(Photo object pointing data)
________

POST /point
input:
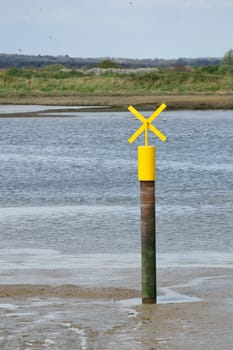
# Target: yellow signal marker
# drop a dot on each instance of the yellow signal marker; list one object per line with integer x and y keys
{"x": 147, "y": 124}
{"x": 146, "y": 153}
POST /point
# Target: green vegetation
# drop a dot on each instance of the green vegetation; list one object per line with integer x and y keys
{"x": 57, "y": 80}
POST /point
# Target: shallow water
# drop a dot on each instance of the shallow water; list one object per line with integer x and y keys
{"x": 70, "y": 184}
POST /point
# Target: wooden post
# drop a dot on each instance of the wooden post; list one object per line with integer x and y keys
{"x": 148, "y": 242}
{"x": 147, "y": 177}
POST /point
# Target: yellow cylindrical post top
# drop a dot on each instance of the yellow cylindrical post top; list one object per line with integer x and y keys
{"x": 146, "y": 163}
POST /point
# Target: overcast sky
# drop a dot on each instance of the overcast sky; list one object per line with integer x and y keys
{"x": 117, "y": 28}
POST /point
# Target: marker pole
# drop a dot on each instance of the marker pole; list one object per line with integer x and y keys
{"x": 146, "y": 176}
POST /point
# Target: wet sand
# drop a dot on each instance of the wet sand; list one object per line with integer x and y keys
{"x": 116, "y": 102}
{"x": 194, "y": 311}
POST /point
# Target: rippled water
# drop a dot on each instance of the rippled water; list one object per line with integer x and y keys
{"x": 70, "y": 183}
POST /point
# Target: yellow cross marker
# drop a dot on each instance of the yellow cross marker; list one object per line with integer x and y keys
{"x": 147, "y": 124}
{"x": 146, "y": 153}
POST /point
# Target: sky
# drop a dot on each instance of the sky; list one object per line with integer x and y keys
{"x": 117, "y": 28}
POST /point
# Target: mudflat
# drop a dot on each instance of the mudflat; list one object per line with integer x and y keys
{"x": 194, "y": 311}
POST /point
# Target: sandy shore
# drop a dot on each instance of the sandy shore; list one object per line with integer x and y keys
{"x": 200, "y": 101}
{"x": 195, "y": 311}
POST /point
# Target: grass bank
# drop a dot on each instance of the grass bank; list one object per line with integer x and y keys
{"x": 185, "y": 88}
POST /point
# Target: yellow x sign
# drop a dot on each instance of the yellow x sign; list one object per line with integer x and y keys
{"x": 147, "y": 124}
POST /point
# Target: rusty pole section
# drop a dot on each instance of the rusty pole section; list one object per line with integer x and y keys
{"x": 148, "y": 242}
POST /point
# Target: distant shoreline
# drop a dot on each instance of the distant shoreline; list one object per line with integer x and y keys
{"x": 121, "y": 102}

________

Locate every line in the data above that contains the string "overcast". Copy each such line as it appears.

ANSWER TO THIS PROBLEM:
# Target: overcast sky
# drop a dot on each instance of the overcast sky; list one object per line with integer x and y keys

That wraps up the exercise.